Exercise instructions: Return each entry below exactly. Skip the images.

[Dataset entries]
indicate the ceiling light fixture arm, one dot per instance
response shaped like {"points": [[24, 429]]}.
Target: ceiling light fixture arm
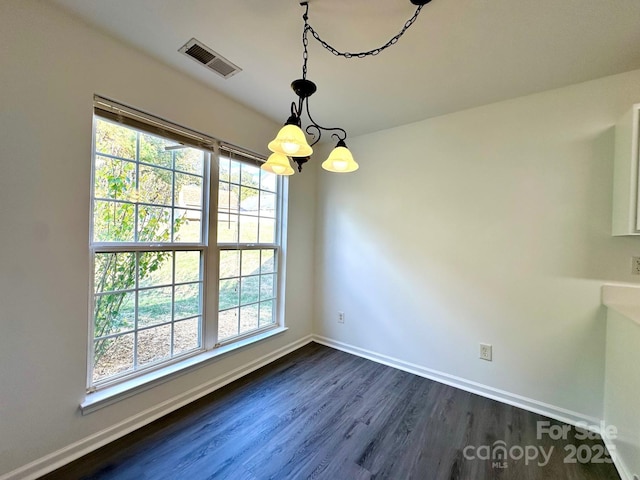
{"points": [[375, 51]]}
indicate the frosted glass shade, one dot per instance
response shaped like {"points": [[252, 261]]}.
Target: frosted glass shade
{"points": [[291, 141], [279, 164], [340, 161]]}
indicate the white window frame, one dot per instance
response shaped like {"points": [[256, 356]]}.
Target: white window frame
{"points": [[119, 386]]}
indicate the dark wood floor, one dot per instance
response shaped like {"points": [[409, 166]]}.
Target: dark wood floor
{"points": [[324, 414]]}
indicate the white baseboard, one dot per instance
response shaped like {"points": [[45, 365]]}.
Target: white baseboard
{"points": [[65, 455], [532, 405], [535, 406]]}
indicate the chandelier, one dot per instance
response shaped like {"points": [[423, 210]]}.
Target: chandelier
{"points": [[291, 142]]}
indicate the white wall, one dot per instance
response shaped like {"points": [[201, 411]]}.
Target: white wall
{"points": [[50, 67], [488, 225]]}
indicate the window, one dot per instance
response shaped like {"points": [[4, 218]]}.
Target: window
{"points": [[249, 248], [150, 232]]}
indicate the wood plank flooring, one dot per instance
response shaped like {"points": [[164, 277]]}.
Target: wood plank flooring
{"points": [[319, 413]]}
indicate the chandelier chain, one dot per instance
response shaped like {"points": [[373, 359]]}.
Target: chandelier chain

Result for this exercise:
indicate the ceiling light fixture arm, one dot per instance
response shaped like {"points": [[24, 429]]}.
Target: ceiling light fixture arm
{"points": [[375, 51]]}
indicate the frosted glass shade, one dot per instance
response shaped like {"points": [[252, 261]]}.
Target: frosted glass shade
{"points": [[291, 141], [279, 164], [340, 161]]}
indicate the white window frame, one dot per instance
response shaped like {"points": [[256, 356]]}.
Target: white window frame
{"points": [[119, 386]]}
indicate the dark wood floor, one dot per instance
response shaped like {"points": [[409, 166]]}.
Target: dark wood floor
{"points": [[324, 414]]}
indicate the white baseboard, one dot per instance
response shaped like {"points": [[45, 365]]}.
Target: white baseboard
{"points": [[65, 455], [532, 405], [535, 406]]}
indicate the chandelier, one dot per instance
response shaped like {"points": [[423, 210]]}.
Target: chandelier
{"points": [[291, 142]]}
indicate the white wall, one dot per instance
response shaped like {"points": [[201, 411]]}.
Target: white wall
{"points": [[50, 67], [488, 225]]}
indicate the window, one dot per instance
response shaped like {"points": [[4, 218]]}.
Target: window
{"points": [[249, 248], [150, 232]]}
indicate the wood plank flooring, one dot per instance
response shaped like {"points": [[164, 277]]}.
Target: wood plank flooring
{"points": [[319, 413]]}
indicate the chandelier chain, one dot per instance
response shaped like {"points": [[373, 359]]}.
Target: chandelier chain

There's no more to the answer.